### Goal of the exercise
Put the lines of the items below into a JSON list of strings, one string per line, skipping blank lines. Begin at the line that contains "the street lamp." and continue through the end of the items.

### Pointing items
▶

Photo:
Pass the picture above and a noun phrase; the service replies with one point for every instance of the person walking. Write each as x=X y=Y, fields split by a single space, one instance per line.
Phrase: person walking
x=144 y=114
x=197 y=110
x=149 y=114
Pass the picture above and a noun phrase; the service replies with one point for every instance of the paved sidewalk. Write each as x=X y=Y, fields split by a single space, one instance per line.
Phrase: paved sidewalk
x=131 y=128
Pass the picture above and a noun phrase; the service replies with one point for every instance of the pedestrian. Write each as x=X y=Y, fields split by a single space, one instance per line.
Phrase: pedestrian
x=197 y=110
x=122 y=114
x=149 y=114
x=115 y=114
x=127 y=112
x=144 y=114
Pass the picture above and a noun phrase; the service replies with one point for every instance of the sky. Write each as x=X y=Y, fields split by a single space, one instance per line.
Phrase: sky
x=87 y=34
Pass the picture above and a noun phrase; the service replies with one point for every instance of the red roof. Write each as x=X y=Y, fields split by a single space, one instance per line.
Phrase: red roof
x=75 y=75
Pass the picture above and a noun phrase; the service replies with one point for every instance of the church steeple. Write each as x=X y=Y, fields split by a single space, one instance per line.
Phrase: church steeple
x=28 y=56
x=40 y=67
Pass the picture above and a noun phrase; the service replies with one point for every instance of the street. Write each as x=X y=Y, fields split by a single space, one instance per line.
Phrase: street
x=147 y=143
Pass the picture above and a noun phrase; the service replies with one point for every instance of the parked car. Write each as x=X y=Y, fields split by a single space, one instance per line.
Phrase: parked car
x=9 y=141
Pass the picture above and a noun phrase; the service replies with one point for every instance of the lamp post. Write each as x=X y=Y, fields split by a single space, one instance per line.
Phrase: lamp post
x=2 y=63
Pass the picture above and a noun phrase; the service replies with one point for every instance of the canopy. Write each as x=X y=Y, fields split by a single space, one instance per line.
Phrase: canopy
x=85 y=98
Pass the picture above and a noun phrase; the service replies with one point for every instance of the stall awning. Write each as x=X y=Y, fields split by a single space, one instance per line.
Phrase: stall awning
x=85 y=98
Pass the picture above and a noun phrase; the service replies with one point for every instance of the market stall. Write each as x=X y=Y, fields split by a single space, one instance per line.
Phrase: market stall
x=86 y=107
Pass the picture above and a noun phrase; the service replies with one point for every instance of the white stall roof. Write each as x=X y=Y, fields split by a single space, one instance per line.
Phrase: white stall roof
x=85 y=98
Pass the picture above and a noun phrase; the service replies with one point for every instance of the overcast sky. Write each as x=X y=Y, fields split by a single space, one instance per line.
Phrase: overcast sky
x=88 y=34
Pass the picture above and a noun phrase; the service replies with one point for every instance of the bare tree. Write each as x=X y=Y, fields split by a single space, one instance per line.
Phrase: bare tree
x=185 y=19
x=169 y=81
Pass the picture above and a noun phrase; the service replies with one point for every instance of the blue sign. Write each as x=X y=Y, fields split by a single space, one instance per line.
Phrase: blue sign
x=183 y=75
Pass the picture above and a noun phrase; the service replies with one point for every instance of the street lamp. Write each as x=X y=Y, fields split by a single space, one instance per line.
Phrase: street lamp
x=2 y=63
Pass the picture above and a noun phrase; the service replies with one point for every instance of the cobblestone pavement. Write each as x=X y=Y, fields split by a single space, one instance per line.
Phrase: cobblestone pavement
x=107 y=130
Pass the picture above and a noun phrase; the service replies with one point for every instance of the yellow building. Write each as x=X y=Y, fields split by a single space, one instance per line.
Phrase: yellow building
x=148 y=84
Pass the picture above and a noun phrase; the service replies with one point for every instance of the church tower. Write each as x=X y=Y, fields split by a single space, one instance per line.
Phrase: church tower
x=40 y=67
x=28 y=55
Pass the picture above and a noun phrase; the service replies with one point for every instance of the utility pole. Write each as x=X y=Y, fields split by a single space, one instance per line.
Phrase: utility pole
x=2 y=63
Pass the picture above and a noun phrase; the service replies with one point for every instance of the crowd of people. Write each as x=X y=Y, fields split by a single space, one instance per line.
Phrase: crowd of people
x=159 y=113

◀

### Solution for this task
[
  "Pass the picture above and a noun phrase; the service replies with one point for every instance of the street lamp. Write each as x=X y=Y, fields split by a single space, one instance per line.",
  "Phrase: street lamp",
  "x=2 y=63",
  "Pass the picture above and a noun phrase; the service replies with one point for every instance of the cobblestone pavement. Write each as x=X y=Y, fields split by a single space, one instance per line.",
  "Phrase: cobblestone pavement",
  "x=107 y=130",
  "Pass the picture above and a noun phrase; the service replies with one point for every instance of the yellow building. Write each as x=X y=Y, fields split by a single space, one instance per line.",
  "Phrase: yellow building",
  "x=148 y=84",
  "Pass the picture above and a noun phrase; the service replies with one point for every instance of the church tower. Write each as x=X y=Y, fields split by a single space, one instance per line.",
  "Phrase: church tower",
  "x=40 y=67",
  "x=28 y=55",
  "Pass the picture above and a noun phrase; the service replies with one point for every instance of the utility pole. Write each as x=X y=Y, fields split by a single space, one instance per line.",
  "Phrase: utility pole",
  "x=2 y=63",
  "Pass the picture above and a noun phrase; the service replies with one point for every instance of the crowd of people. Write each as x=X y=Y, fields split by a single space, one instance per line.",
  "Phrase: crowd of people",
  "x=159 y=113"
]